**Source passage**
========================
05 June 2007
So...I just clicked on a link to a particular blogger's blog only to find he had suddenly disappeared from all existence. How queer. So I think to myself, "Why am I not surprised?" *biting lip* Is that rude and presumptuous of me? Hear me out, if you will.
Sometimes, people seem to appear (in the blog world and in online groups) suddenly and unusually confidently on the scene of sexually repressed mohos. They know nobody personally, unlike most who burst confidently onto the scene. Nobody has met them. They sound a lot like other mohos. ...almost TOO much like other mohos. Yet, they say things that disarm you and make you question your skepticism. And as quickly as they popped in, and before you really start believing they might be who they claim, they pop out and are lost forever in the ethereal homo void outside the Blessed Realm of Mohodom. The way I see it, there are a few probable explanations for this:
a) They were feigning confidence. When confronted with the overpowering ease and forthrightness of the rest of us enlightened and uber-confident mohos *cough* *cough*, they are suddenly fearful and run back into the gay-mo closet where life is serene and understandable once again. ...uh-huh.
b) They're disgusted. They fly onto the scene expecting to find other mohos as emotionally healthy and socially prestigious as themselves, even being active church-goers (what?! you don't have to be in complete denial?), but they are completely disillusioned when they find out we're all self-loathing and/or egomaniacal attention-mongers. They consequently turn away in dismay.
========================
**Problems to work on**
1) According to the blog post, where do the people in explanation a) run back to once they feel afraid?
2) Carry on the blog post from its last sentence, in the same voice.
None of the entries are needed.

[Stored items]
========================
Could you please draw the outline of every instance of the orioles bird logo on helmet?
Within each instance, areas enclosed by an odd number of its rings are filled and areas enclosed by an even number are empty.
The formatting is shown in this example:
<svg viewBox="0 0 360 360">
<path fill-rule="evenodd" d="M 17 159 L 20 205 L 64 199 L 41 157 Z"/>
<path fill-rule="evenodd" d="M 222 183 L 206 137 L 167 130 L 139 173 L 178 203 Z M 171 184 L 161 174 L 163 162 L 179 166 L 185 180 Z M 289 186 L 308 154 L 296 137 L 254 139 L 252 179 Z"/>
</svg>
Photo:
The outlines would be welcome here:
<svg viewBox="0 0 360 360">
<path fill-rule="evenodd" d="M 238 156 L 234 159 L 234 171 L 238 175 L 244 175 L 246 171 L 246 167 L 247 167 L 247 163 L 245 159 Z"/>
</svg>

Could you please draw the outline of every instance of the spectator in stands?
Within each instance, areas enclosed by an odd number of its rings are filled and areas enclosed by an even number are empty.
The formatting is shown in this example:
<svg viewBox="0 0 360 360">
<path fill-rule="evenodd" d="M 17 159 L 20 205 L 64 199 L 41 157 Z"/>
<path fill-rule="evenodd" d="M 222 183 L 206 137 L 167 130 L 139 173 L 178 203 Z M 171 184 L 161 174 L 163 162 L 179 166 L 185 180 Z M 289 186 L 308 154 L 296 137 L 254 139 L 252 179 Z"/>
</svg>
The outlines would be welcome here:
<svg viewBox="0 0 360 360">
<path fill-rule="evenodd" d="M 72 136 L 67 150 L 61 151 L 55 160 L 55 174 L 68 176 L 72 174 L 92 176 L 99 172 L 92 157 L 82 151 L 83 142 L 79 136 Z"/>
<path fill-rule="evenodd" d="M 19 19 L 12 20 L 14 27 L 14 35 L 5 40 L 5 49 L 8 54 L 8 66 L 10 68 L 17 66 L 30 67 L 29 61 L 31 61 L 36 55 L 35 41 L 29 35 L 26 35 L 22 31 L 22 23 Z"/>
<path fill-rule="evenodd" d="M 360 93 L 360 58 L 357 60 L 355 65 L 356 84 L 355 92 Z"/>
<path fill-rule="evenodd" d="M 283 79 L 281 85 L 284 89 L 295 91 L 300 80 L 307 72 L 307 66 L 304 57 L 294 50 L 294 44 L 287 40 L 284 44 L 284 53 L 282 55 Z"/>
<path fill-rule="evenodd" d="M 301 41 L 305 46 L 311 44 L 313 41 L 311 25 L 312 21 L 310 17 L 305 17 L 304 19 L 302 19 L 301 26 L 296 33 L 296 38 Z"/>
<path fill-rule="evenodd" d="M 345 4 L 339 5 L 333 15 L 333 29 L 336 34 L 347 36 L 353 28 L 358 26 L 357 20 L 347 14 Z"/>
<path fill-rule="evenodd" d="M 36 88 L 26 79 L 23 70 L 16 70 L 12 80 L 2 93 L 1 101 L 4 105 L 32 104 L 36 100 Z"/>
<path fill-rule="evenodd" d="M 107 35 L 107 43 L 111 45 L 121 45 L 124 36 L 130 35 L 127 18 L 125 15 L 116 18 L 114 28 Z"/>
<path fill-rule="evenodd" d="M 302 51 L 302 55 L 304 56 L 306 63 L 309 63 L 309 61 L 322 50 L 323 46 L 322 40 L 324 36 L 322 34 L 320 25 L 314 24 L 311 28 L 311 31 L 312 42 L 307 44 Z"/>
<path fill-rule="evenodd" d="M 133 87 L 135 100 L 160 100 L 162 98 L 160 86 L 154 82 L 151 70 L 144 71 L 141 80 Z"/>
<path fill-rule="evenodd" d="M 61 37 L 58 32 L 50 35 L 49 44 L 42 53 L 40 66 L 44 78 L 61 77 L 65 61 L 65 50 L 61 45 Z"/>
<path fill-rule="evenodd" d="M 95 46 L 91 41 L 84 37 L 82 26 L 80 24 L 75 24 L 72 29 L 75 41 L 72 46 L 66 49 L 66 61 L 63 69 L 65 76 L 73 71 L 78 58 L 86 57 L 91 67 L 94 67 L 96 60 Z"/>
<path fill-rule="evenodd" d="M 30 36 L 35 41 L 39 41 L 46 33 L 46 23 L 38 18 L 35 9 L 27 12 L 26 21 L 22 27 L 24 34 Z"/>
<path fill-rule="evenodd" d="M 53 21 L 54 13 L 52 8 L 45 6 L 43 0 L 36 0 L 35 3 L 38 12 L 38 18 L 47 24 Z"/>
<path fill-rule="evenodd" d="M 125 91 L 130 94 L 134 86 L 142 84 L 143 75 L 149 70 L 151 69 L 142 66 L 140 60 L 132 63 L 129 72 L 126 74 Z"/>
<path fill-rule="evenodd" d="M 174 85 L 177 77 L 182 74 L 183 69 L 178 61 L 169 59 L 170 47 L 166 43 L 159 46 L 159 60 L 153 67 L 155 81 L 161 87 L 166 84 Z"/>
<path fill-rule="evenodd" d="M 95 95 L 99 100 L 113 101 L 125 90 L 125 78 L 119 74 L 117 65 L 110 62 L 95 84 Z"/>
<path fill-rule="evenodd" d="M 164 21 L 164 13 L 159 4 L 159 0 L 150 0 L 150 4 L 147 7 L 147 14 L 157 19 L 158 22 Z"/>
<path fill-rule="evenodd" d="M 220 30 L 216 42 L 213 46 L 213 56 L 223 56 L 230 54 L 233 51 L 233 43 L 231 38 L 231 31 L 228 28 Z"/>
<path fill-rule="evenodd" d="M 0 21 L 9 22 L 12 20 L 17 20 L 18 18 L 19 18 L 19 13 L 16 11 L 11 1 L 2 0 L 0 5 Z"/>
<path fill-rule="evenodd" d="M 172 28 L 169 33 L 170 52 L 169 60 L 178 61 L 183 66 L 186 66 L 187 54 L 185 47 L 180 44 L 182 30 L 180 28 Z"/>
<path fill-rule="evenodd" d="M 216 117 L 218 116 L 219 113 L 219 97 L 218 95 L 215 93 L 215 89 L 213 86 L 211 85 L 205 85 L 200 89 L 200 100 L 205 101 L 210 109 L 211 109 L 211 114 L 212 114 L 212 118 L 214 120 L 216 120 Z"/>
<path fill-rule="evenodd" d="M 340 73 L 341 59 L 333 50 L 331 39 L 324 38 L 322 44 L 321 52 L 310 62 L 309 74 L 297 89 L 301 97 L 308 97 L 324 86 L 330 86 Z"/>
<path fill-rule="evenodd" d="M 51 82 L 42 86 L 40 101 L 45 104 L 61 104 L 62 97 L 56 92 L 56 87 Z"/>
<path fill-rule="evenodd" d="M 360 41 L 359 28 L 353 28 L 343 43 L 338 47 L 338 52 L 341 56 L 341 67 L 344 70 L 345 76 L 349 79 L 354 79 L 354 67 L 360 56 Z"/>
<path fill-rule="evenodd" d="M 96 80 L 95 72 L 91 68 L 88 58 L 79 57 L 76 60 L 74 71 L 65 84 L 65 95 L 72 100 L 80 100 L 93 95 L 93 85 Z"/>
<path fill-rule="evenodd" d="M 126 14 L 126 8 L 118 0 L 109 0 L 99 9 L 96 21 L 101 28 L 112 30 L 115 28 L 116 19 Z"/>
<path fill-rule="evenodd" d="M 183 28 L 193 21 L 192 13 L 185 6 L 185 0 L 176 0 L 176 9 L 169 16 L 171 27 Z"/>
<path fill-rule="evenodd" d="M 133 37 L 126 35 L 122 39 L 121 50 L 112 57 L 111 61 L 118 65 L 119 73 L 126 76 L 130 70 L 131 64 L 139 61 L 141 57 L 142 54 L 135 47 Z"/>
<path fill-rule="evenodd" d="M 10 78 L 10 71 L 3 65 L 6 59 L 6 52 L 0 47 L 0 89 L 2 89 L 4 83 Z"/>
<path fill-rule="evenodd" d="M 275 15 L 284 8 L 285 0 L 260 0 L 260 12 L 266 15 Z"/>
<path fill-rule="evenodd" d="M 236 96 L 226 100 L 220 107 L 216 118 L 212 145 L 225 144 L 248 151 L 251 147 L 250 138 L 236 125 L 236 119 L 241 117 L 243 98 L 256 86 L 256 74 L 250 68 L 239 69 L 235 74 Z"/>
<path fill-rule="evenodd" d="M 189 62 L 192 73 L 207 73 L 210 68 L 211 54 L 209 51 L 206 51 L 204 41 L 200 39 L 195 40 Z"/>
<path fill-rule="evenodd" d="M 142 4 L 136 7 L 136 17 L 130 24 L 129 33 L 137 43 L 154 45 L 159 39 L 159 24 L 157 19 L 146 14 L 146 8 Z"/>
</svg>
========================
**Solved tasks**
1) They run back into the gay-mo closet, where life is serene and understandable once again.

2)
c) Mom/Dad/Bishop/Psychotherapist/God himself said, "Stop interacting with those other mohos. They're making you more queer." Dutiful obedience follows.
d) They're attractive spies of the Dark Master--I mean--Affirmation--I mean--bitter gay ex-mo organizations pawning themselves off as moderate and fair-minded--I mean...bite my tongue--anti-reparative henchmen, working their way into the tightly-knit moho circles to reveal the hypocrisy of those who are pious paragons of the possibility of change by day, skanky whores by night.
e) They are not, it turns out, young, hot, blond, active LDS, surfer mohos but are, in fact, slimy, revolting-even-to-their-mothers, ex-mormon sex fiends hoping to lure away sweet, unsuspecting mohos from the fold to then strip them of their virtue in as filthy and kinky a way as possible.
So while (d) and (e) are remarkably unflattering depictions, these 5 scenarios are the probable explanations I've come up with. This post is really meant as an exploration of the quirkiness of our ultra-personal, impersonal online world, not a slanderous jab at our Vanishing Ninja Moho. Still, I can't help but wonder which of the above, if any, describes our brief appearance by the Vanishing Ninja Moho. Now, the world may never know.
...and he left before I had the chance to let him lure me away. Dang. I mean, I'm probably not easily lured, but the thought that those pics might have been real might be worth a little nibble. ...no, no, no nibbling. Bad me. Back to the home aversion therapy kit! Excuse me while I punish myself for my thoughts.
P.S. -- Upon review, I just realized this blog may attract the attention of people Googling "kinky skanky queer Ninja sex whores".